* **Document excerpt**:
The Company may redeem the Notes at any time prior to January 15, 2018, at a price equal to 100% of the principal amount thereof, plus accrued and unpaid interest, if any, to the redemption date, plus the applicable make-whole premium. On or after January 15, 2018, the Company may redeem all or a part of the Notes at redemption prices (expressed as percentages of principal amount thereof) set forth below, plus accrued and unpaid interest, if any, to the applicable redemption date of the Notes, if redeemed during the 12-month period beginning on January 15 of the year as follows:
|
| | |
Year | | Percentage |
2018 | | 106.188% |
2019 | | 104.125% |
2020 | | 102.063% |
2021 and thereafter | | 100.000% |
In addition, prior to January 15, 2018, the Company may redeem the Notes in an aggregate principal amount of up to 40.0% of the original aggregate principal amount of the Notes with funds in an equal aggregate amount not exceeding the aggregate proceeds of one or more equity offerings, at a redemption price of 108.250%, plus accrued and unpaid interest, if any, to the applicable redemption date of the Notes.
Credit Agreement
The Company’s Credit Agreement provided for a term loan credit facility (“Term Loan”) in an original aggregate principal amount of $250.0 million. The Term Loan amortizes in nominal quarterly installments equal to one percent of the aggregate initial principal amount thereof per annum.
On May 2, 2017, the Company entered into Amendment No. 2 (the “Amendment”) to its existing Credit Agreement, dated as of June 22, 2012, between NCI Building Systems, Inc., as borrower, and Credit Suisse AG, Cayman Islands Branch, as administrative agent and collateral agent and the other financial institutions party thereto from time to time (as previously amended by Amendment No. 1, dated as of June 24, 2013, the “Existing Term Loan Facility” and, as amended, the “Term Loan Facility”), primarily to extend the maturity date and reduce the interest rate applicable to all of the outstanding term loans under the Term Loan Facility.

* **Extracted records**:
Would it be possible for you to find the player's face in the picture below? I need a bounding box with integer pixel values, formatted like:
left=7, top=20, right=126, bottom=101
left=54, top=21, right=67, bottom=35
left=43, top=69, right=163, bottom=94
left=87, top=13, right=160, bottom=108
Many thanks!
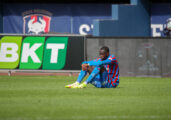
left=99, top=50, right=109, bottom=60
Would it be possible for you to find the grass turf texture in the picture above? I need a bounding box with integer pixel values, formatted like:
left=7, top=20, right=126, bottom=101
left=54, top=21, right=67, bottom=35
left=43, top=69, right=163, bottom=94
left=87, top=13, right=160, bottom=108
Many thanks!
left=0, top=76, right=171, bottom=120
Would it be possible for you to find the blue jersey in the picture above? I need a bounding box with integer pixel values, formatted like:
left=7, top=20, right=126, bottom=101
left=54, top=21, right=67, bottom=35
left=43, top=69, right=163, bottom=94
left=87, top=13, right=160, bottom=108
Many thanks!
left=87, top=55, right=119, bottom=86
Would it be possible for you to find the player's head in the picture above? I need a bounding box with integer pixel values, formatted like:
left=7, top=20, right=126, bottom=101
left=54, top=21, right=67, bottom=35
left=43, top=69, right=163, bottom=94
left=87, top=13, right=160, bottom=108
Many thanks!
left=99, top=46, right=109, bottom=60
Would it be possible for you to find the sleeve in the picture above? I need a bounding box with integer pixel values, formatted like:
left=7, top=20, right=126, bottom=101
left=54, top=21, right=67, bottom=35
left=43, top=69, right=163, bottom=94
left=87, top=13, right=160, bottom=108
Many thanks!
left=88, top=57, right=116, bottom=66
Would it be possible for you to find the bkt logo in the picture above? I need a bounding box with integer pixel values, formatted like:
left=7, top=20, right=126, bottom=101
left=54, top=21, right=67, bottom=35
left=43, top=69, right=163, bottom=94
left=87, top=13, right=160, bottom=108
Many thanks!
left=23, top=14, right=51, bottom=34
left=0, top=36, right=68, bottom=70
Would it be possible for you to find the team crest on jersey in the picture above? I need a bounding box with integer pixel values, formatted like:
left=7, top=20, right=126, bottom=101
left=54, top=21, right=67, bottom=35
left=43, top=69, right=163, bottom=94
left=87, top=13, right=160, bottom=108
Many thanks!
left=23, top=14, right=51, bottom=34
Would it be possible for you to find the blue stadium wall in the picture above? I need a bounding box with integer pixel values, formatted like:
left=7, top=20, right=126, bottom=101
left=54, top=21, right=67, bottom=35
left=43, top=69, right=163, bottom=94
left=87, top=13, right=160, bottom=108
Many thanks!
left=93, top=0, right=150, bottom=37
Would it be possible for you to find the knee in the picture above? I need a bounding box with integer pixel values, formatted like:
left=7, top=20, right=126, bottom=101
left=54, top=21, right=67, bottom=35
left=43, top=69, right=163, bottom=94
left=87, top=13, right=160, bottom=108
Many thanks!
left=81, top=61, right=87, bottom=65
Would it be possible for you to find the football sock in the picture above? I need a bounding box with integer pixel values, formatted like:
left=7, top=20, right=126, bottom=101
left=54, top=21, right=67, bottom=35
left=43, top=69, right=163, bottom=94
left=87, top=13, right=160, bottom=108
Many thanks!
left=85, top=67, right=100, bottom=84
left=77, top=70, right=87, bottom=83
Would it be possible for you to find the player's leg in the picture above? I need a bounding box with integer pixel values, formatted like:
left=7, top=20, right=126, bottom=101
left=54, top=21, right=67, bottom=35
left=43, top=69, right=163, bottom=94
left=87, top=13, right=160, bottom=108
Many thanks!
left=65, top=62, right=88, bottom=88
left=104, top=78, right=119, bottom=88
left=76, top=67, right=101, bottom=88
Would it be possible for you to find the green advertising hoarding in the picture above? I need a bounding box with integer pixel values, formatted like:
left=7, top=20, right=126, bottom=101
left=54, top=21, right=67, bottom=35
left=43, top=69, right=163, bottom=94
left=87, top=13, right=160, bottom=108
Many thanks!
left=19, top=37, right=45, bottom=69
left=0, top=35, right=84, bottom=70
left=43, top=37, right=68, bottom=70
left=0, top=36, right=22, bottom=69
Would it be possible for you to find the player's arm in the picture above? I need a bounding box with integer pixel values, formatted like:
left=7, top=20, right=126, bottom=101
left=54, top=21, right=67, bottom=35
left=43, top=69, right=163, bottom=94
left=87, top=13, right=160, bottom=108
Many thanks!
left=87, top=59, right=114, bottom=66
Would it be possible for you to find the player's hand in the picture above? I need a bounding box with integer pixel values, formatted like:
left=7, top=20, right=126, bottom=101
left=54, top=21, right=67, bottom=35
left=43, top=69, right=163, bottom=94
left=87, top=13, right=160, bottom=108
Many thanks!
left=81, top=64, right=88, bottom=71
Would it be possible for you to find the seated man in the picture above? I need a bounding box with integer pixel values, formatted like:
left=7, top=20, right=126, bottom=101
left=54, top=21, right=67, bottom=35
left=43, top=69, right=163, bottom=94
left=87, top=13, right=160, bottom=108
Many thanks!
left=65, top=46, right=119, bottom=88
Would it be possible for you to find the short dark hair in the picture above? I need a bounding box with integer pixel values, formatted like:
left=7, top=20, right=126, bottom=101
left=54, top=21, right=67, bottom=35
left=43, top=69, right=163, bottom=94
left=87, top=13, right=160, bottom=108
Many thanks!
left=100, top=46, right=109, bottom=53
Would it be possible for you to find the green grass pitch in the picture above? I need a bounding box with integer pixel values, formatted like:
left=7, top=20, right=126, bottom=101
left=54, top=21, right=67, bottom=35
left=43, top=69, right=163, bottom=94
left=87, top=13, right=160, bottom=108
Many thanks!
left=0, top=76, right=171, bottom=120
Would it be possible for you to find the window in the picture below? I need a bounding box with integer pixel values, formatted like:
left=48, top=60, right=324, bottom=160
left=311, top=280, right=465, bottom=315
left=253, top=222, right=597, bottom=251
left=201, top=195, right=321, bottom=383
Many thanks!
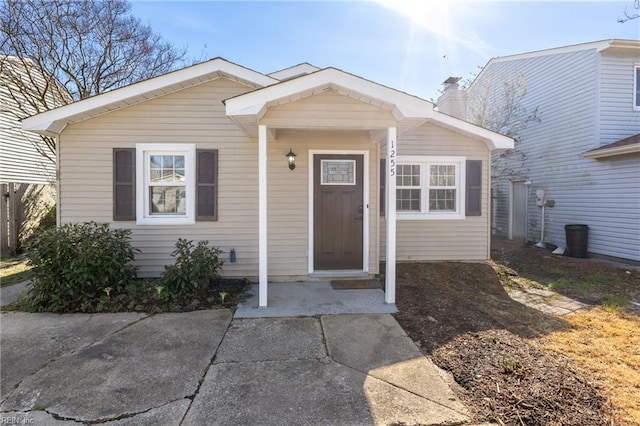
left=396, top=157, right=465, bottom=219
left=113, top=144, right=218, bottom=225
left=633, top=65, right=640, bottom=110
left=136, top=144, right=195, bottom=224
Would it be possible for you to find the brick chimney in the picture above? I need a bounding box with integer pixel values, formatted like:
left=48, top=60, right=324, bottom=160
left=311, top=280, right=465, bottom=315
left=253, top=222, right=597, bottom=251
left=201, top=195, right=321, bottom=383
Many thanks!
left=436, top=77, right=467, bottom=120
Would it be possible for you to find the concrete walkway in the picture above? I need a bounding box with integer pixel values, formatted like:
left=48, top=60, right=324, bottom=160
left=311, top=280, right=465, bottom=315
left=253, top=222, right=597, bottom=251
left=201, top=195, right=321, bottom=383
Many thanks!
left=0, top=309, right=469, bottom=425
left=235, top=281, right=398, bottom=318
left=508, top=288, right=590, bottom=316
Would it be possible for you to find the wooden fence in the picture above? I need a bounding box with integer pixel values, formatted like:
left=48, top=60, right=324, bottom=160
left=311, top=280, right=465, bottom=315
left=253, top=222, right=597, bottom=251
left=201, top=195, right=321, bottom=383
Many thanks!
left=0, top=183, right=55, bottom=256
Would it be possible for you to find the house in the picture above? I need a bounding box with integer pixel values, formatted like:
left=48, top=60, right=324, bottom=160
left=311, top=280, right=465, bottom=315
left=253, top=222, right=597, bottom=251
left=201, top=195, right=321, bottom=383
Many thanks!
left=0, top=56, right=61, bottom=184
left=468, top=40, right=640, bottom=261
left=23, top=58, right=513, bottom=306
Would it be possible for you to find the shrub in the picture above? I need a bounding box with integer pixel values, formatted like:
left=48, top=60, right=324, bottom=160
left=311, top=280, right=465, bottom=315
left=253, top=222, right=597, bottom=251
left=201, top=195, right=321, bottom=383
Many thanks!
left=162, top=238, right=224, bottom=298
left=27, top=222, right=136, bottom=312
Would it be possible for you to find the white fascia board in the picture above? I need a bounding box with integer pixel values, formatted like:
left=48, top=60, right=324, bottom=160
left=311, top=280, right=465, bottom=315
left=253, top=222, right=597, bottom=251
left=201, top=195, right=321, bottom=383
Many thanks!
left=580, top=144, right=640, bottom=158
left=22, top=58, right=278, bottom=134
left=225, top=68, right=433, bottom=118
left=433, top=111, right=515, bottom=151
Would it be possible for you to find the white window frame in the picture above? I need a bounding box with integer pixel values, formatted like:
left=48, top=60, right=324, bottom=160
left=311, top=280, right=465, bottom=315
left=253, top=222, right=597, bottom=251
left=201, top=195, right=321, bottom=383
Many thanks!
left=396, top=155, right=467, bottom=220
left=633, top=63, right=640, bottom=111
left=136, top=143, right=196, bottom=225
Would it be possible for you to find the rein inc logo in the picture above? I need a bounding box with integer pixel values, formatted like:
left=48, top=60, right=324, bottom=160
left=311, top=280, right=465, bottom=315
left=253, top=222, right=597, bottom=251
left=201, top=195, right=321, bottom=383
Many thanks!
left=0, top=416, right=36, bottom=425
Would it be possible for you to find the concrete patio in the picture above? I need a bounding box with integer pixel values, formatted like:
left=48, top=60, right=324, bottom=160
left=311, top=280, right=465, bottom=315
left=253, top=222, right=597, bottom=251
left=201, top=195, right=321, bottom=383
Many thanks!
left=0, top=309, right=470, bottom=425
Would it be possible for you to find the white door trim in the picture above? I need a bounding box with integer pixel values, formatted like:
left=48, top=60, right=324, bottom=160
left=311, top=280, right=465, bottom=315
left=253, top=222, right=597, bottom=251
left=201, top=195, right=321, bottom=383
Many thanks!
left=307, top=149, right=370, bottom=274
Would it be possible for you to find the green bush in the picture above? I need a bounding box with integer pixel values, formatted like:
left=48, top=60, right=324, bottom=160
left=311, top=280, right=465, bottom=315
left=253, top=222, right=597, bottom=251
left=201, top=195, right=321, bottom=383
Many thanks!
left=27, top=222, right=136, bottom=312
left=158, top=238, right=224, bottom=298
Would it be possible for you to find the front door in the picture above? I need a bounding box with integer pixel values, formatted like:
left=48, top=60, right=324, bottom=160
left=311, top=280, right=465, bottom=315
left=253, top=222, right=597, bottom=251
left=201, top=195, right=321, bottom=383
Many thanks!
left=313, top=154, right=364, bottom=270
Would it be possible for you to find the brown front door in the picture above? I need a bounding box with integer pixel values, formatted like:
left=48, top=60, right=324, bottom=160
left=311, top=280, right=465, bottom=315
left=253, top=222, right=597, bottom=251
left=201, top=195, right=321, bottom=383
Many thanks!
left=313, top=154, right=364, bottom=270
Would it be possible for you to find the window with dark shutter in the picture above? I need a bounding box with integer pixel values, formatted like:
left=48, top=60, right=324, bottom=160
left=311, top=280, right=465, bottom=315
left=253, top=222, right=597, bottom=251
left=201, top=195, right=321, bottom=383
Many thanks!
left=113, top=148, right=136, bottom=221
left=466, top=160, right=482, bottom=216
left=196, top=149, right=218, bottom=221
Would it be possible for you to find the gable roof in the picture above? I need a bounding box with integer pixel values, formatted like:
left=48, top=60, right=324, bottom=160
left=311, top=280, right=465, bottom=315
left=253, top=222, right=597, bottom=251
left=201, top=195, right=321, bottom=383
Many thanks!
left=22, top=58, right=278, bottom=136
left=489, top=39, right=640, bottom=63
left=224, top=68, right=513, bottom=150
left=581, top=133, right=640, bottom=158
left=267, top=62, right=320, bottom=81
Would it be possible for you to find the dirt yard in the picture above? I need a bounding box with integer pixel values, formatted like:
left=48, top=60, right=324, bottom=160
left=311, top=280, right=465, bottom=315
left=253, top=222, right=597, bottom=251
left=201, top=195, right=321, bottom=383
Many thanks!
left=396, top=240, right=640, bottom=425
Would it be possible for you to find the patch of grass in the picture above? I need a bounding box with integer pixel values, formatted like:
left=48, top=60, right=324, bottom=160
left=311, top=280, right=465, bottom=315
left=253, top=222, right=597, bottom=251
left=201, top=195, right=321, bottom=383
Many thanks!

...

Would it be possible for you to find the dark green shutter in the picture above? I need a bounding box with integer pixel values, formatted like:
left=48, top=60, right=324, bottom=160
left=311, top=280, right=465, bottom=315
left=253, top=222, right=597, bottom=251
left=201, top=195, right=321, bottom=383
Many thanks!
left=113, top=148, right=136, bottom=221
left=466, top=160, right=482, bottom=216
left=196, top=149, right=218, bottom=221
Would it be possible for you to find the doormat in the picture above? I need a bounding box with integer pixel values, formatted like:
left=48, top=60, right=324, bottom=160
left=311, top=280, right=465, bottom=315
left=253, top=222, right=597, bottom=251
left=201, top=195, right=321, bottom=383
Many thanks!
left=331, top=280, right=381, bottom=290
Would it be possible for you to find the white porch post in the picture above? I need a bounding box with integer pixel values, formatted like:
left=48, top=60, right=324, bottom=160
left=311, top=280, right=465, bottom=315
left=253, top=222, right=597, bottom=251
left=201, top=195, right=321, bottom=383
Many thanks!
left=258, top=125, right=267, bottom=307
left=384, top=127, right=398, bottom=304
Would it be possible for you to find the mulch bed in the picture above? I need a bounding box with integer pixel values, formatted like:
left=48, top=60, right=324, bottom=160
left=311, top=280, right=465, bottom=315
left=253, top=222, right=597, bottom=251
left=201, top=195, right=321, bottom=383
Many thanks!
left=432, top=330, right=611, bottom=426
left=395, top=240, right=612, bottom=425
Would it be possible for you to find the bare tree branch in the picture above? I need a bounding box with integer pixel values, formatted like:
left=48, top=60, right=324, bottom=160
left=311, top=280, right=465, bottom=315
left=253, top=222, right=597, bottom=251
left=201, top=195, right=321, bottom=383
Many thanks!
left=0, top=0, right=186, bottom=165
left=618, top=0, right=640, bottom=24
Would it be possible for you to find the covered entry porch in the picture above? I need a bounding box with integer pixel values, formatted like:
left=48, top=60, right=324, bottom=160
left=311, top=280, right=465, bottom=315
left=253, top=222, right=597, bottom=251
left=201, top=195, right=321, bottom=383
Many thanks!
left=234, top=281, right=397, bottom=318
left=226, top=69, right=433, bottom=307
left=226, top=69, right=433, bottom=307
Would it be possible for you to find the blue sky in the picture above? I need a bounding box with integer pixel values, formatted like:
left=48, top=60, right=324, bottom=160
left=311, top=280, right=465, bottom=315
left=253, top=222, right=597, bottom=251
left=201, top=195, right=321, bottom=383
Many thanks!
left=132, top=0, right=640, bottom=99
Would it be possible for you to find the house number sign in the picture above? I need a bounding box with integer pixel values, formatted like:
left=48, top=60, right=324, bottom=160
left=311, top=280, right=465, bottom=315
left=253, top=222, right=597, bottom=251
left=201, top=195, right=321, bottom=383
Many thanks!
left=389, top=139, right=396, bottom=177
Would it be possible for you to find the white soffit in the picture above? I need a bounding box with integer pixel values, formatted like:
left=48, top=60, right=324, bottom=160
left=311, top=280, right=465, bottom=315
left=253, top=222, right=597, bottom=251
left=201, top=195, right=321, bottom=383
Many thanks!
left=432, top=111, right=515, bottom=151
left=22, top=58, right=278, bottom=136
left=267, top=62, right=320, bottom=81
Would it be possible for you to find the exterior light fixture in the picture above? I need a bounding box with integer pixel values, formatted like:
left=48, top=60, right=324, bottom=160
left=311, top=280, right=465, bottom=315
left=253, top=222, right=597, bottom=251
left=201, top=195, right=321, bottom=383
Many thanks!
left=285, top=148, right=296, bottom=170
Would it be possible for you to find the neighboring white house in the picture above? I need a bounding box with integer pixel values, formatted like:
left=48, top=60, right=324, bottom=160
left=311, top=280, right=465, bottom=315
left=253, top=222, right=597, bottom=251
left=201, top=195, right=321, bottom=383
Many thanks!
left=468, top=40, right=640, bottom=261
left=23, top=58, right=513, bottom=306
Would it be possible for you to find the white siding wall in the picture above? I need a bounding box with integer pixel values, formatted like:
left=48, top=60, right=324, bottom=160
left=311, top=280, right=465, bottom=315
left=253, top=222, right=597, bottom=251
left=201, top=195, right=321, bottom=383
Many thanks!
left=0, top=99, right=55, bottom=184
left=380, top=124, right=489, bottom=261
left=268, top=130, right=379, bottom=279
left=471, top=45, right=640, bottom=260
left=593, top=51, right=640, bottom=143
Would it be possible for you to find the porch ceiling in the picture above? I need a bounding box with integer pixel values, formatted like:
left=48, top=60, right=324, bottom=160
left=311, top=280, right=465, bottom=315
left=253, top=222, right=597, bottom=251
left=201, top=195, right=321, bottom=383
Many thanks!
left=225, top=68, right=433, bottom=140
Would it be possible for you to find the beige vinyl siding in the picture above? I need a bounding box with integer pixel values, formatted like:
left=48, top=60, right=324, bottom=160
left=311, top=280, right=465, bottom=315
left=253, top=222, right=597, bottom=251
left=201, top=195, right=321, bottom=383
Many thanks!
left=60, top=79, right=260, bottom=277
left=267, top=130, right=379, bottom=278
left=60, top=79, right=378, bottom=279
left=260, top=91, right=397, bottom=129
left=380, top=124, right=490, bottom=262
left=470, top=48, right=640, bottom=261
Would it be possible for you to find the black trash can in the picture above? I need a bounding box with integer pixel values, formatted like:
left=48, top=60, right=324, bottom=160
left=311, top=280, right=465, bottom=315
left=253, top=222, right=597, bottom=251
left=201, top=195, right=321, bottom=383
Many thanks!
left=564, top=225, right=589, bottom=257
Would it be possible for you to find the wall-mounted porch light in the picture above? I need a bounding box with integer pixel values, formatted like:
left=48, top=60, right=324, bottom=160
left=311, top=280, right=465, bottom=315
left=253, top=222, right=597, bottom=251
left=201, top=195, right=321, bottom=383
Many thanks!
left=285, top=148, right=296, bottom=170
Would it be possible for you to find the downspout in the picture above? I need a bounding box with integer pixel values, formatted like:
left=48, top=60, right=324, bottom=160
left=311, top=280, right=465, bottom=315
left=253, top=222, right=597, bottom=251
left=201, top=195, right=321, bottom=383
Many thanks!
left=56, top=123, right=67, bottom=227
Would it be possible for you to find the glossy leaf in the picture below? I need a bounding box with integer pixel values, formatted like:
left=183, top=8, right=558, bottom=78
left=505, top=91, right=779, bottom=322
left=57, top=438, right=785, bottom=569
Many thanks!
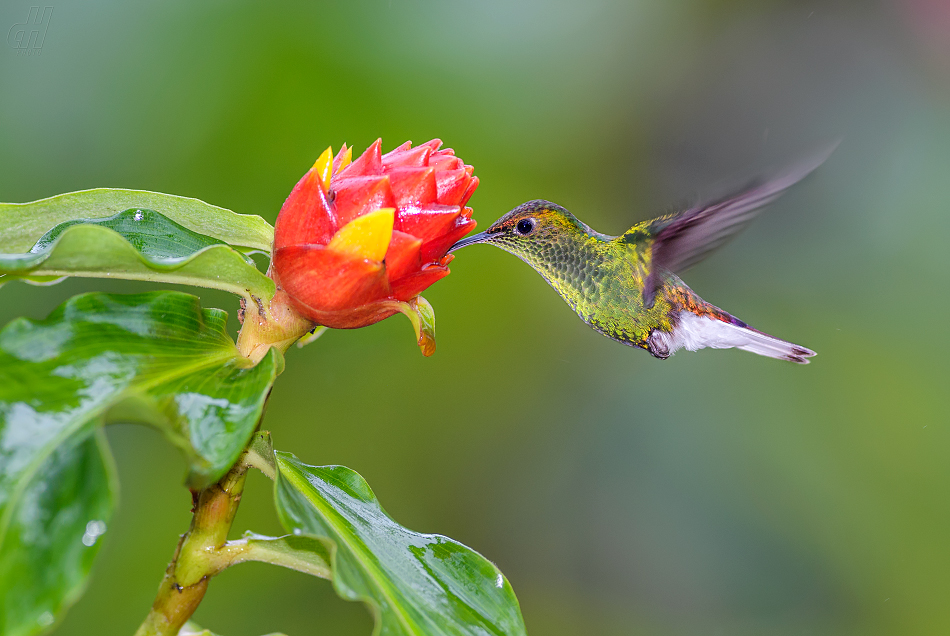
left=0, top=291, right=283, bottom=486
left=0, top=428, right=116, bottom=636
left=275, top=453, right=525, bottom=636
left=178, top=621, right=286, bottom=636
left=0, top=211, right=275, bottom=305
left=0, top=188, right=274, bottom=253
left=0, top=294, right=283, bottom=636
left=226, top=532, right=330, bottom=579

* **Short problem 1**: From the table in the document excerpt about note redemption and the credit agreement, list every redemption percentage with the year it applies to.
* **Short problem 2**: Transcribe the document excerpt word for word, everything from "On May 2, 2017, the" down to "Term Loan Facility.".

* **Reply 1**:
- 2018: 106.188%
- 2019: 104.125%
- 2020: 102.063%
- 2021 and thereafter: 100.000%

* **Reply 2**:
On May 2, 2017, the Company entered into Amendment No. 2 (the “Amendment”) to its existing Credit Agreement, dated as of June 22, 2012, between NCI Building Systems, Inc., as borrower, and Credit Suisse AG, Cayman Islands Branch, as administrative agent and collateral agent and the other financial institutions party thereto from time to time (as previously amended by Amendment No. 1, dated as of June 24, 2013, the “Existing Term Loan Facility” and, as amended, the “Term Loan Facility”), primarily to extend the maturity date and reduce the interest rate applicable to all of the outstanding term loans under the Term Loan Facility.